**Given request**
Rewrite everything from the row containing "In this exercise you will identify every instance of the brown" down to the row containing "(1129, 273)", both ends included, leaving the request wording unchanged. Multiply every coordinate in the answers by 1.55 and round each result to a whole number, with halves rounded up.

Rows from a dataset
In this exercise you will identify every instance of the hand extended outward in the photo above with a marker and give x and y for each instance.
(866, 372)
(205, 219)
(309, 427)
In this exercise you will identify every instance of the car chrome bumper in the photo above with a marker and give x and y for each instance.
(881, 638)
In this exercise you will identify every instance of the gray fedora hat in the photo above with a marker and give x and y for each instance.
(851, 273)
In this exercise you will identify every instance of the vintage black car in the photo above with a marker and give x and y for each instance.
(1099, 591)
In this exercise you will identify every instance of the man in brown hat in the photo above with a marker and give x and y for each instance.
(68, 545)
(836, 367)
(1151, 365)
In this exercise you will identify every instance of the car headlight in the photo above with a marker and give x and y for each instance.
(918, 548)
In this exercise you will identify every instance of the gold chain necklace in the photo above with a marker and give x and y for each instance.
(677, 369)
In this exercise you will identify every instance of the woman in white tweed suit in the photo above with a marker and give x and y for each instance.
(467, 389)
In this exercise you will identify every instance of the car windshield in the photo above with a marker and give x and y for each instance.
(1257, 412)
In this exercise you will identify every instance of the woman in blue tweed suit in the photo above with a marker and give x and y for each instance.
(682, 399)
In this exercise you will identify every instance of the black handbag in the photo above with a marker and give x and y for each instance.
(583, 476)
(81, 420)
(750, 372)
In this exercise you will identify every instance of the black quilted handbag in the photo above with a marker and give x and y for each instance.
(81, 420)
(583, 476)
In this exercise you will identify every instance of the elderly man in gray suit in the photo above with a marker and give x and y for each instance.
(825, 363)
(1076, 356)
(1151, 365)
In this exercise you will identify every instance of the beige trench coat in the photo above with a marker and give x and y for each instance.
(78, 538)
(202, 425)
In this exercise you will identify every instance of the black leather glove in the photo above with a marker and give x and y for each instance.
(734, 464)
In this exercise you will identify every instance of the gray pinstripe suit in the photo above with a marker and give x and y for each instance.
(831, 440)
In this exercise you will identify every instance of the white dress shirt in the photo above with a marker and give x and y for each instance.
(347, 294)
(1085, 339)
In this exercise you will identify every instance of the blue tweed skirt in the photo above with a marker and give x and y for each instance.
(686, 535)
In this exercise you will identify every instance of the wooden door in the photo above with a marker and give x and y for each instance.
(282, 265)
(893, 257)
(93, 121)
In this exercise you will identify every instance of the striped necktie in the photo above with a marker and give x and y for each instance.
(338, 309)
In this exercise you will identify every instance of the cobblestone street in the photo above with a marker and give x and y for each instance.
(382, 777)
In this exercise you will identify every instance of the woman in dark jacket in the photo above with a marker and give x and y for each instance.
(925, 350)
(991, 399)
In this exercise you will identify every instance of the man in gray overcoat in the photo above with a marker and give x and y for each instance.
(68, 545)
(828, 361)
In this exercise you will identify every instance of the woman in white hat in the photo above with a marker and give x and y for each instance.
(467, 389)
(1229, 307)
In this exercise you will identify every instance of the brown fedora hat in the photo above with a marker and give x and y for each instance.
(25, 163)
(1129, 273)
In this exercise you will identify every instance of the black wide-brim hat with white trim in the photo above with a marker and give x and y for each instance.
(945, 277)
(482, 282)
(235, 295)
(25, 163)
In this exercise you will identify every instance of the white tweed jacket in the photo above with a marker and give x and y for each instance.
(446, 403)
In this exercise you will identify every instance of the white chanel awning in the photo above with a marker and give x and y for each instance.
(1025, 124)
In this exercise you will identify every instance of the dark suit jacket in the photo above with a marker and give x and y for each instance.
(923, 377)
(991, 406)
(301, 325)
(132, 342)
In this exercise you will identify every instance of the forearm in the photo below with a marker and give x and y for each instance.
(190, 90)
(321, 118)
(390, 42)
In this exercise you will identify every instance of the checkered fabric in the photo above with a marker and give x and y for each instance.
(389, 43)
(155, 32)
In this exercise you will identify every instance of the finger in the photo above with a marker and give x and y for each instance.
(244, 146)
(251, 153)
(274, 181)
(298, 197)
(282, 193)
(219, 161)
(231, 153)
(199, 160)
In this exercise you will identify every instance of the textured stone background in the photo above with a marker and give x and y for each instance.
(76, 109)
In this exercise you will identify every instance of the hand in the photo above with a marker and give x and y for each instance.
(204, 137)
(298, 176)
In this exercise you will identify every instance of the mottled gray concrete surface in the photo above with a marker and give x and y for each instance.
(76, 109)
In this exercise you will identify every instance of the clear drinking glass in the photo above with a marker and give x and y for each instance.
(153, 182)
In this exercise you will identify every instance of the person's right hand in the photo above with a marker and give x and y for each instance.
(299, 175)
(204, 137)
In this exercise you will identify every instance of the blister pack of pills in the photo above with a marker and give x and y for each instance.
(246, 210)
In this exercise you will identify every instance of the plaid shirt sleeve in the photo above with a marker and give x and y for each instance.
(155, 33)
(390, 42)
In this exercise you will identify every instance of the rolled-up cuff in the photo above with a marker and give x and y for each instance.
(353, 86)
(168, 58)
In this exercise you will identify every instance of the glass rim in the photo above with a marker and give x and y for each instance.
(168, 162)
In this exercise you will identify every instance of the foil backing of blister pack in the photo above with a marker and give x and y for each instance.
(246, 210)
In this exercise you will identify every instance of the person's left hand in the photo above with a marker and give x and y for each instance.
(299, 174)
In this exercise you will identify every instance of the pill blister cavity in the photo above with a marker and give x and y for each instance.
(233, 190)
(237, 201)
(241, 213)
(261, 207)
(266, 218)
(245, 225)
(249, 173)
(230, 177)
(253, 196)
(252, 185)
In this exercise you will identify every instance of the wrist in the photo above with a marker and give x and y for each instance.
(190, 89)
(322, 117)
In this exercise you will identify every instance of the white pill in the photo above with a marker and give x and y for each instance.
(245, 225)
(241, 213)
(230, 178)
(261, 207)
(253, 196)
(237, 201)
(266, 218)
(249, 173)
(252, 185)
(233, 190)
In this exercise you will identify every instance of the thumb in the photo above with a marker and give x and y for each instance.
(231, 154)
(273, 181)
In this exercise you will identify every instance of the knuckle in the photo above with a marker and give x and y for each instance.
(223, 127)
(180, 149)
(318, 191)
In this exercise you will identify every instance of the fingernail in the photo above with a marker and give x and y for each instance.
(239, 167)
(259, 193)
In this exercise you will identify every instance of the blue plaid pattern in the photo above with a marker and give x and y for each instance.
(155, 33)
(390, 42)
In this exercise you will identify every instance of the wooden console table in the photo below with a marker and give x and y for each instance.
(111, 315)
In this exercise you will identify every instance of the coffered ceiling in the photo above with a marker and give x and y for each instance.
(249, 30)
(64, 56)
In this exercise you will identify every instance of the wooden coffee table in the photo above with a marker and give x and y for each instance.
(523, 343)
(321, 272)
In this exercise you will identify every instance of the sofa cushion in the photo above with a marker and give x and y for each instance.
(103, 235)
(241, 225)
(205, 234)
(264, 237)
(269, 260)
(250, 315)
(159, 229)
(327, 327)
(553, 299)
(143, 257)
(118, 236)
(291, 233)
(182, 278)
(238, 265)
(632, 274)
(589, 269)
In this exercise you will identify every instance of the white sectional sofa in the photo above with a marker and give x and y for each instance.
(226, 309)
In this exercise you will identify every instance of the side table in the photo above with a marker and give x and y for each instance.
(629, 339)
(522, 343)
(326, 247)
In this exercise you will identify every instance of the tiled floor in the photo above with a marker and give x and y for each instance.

**Solution to this task**
In this exercise you will identify every instance of the brown fedora hat in the photo above with a marker and give x and y for each instance.
(39, 253)
(1750, 423)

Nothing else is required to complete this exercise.